#### [WHAT IS NEEDED]
Reproduce the following rows word for word, without changing anything.

** Start of DATA **

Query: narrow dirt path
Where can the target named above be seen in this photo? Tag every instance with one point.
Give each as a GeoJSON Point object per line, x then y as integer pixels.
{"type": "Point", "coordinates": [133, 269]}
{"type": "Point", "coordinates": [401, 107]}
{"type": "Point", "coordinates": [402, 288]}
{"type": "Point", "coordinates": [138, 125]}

** End of DATA **

#### [THE SOLUTION]
Query: narrow dirt path
Where can the target named above be seen in this photo? Tag every instance with one point.
Give each as a GeoJSON Point object per line, x then y as integer pixels.
{"type": "Point", "coordinates": [133, 269]}
{"type": "Point", "coordinates": [401, 107]}
{"type": "Point", "coordinates": [402, 288]}
{"type": "Point", "coordinates": [138, 125]}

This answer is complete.